▶ **本文抜粋**
+ + + + +
上海の国際空港は浦東国際空港。成田からの直行便が発着する。上海の市街までバスやタクシーでは1時間ほどかかるが、地下鉄の龍陽路駅まで直行のリニアモーターカーがある。
所要時間はたったの8分。龍陽路駅から地下鉄に乗り換えて、上海の中心部まで15分ほど。乗り換えがちょっと不便といえば不便だが、成田に移動するよりはずっとずっとましだ。
ちなみにこのリニアモーターカー、最高時速が430km。
ほんの数分で最高速度に達するのだが、周りに何もないのでなかなか早さが実感できない。龍陽路駅につくちょっと手前でビルや街並みが見えてきて、速度がゆっくりになったので「もう着くんだな」と思って速度表示を見たらまだ130kmもあった。飛行機で空を飛んでいても速さが実感できないのと同じ。
上海にはもうひとつ、国内線が主体の虹橋空港がある。羽田との定期チャーター便はこちらに発着する。虹橋空港から市街まではバスやタクシーで30分、浦東空港とはノンストップバスで20分ほど。
前原国土交通大臣が「羽田空港のハブ化」について発言したら、あちらこちらから様々な意見が出た。でもこうして海外の大きな空港に来ると、成田のハブ化とか羽田のハブ化とか、もうちゃんちゃらおかしいという気になる。
ハブ空港というのは、その空港を拠点にして他空港へ乗り継ぐための空港。ハブというのは自転車の車輪の真ん中で、そこから四方に出ているのがスポーク。乗り継ぎ空港を集約することで効率的に運行が図れる。
日本国内なら羽田がハブ空港だ。例えば秋田から鹿児島に行く場合、直行便はないが、羽田で乗り継ぐことができる。日本のほとんどの空港は羽田便があるので、羽田なら国内のたいていの空港には行ける。しかし羽田から海外への便は、今のところ限られている。大半の国際線は成田発着なので、羽田は国際線のハブ空港ではない。
日本の地方都市にとっての国際線のハブ空港は、事実上韓国の仁川国際空港になっている。
大韓航空が乗り入れている日本の空港は、東京と大阪以外にも札幌、函館、青森、秋田、新潟、小松、静岡、名古屋、岡山、福岡、大分、長崎、鹿児島がある。アシアナ航空は、東京と大阪以外に旭川、仙台、福島、富山、静岡、名古屋、広島、米子、高松、松山、福岡、熊本、宮崎、沖縄に直行便がある。
こうやって改めて並べてみると、両方で日本のほぼ全ての地域をカバーしているのがわかる。それに対して、成田への直行便がある国内の空港は、東京、大阪、札幌、福岡、広島、那覇の6空港に過ぎない。
地方の人にとっては、国内線で羽田に行き、わざわざ成田へ移動して国際線に乗るよりも、地元の空港から仁川空港を経由して海外に行く方がずっとラクだ。
しかも仁川空港は、乗り継ぎ客のための設備がとても充実している。広大な免税店、サウナとマッサージに仮眠室まであるスパ、さらにはカジノや9ホールのゴルフコースまである。多少乗り継ぎに時間があっても十分に楽しめる。
こういう「乗り継ぎのための利便性」を考えてこそ、国際ハブ空港といえる。実際、国際空港ランキングではこのところずっと「最優秀空港」という高評価を得ている。
+ + + + +
▶ **提供された記録**
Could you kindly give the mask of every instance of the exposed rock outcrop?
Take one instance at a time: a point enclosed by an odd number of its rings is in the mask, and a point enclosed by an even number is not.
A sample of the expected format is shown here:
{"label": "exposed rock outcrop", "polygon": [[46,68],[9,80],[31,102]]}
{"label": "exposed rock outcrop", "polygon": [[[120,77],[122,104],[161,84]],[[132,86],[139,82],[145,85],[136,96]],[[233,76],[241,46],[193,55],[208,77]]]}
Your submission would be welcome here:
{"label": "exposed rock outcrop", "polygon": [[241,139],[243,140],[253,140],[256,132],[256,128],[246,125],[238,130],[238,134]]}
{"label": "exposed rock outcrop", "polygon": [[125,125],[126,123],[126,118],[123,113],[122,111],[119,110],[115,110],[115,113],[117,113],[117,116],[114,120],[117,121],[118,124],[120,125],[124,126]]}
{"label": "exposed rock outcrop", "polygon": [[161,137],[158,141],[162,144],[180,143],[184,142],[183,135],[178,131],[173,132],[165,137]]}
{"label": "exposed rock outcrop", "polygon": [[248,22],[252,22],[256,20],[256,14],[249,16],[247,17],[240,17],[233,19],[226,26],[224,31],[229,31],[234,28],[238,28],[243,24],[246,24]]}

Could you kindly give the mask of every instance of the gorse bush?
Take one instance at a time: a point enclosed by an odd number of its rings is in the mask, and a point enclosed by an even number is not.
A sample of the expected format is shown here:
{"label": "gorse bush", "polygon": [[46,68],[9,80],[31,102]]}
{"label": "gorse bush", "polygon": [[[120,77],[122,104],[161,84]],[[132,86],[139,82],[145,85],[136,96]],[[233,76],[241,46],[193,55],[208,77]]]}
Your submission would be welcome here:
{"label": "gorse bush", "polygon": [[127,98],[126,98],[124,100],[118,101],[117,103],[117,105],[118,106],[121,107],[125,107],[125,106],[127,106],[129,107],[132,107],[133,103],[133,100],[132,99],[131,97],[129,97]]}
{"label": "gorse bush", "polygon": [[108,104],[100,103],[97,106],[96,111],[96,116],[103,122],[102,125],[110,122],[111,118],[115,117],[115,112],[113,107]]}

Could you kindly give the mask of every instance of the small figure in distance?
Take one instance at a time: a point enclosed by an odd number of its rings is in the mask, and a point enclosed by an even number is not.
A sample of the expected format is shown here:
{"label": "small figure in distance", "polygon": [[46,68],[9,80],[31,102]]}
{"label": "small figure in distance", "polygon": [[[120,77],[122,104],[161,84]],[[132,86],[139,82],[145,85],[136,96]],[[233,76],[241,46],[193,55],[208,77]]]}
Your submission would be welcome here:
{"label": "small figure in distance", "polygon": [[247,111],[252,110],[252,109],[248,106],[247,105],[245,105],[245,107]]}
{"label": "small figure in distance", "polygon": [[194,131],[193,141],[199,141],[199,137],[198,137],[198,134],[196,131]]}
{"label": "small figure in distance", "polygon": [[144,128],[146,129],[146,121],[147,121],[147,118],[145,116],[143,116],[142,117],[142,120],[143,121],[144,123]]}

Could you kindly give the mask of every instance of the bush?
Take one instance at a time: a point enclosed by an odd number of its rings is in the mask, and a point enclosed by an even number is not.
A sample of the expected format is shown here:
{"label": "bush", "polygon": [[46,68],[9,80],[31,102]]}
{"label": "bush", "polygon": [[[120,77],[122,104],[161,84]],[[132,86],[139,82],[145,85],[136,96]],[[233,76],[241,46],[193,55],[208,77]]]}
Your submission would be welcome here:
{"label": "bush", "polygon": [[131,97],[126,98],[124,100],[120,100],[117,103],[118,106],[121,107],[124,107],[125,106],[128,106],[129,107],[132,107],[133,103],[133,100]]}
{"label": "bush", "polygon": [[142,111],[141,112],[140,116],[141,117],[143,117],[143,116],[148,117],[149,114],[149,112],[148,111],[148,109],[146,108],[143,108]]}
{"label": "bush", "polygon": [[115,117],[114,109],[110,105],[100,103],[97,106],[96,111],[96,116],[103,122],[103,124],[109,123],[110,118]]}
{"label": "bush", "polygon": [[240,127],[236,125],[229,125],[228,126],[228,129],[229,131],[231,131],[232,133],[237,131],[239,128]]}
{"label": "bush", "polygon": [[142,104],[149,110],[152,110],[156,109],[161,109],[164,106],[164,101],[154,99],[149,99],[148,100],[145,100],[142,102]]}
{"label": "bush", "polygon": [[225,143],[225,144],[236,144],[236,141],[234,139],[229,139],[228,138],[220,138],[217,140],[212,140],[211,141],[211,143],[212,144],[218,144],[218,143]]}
+ + + + +
▶ **取り組む課題**
- A) 本文が成田への直行便がある国内の空港として挙げているものを、すべて挙げよ。
- B) 本文の「日本の地方都市にとっての国際」から「間があっても十分に楽しめる。」までを、両端を含めて一字も変えずに書き写せ。

▶ **課題の解答**
- A) 東京、大阪、札幌、福岡、広島、那覇

- B)
日本の地方都市にとっての国際線のハブ空港は、事実上韓国の仁川国際空港になっている。
大韓航空が乗り入れている日本の空港は、東京と大阪以外にも札幌、函館、青森、秋田、新潟、小松、静岡、名古屋、岡山、福岡、大分、長崎、鹿児島がある。アシアナ航空は、東京と大阪以外に旭川、仙台、福島、富山、静岡、名古屋、広島、米子、高松、松山、福岡、熊本、宮崎、沖縄に直行便がある。
こうやって改めて並べてみると、両方で日本のほぼ全ての地域をカバーしているのがわかる。それに対して、成田への直行便がある国内の空港は、東京、大阪、札幌、福岡、広島、那覇の6空港に過ぎない。
地方の人にとっては、国内線で羽田に行き、わざわざ成田へ移動して国際線に乗るよりも、地元の空港から仁川空港を経由して海外に行く方がずっとラクだ。
しかも仁川空港は、乗り継ぎ客のための設備がとても充実している。広大な免税店、サウナとマッサージに仮眠室まであるスパ、さらにはカジノや9ホールのゴルフコースまである。多少乗り継ぎに時間があっても十分に楽しめる。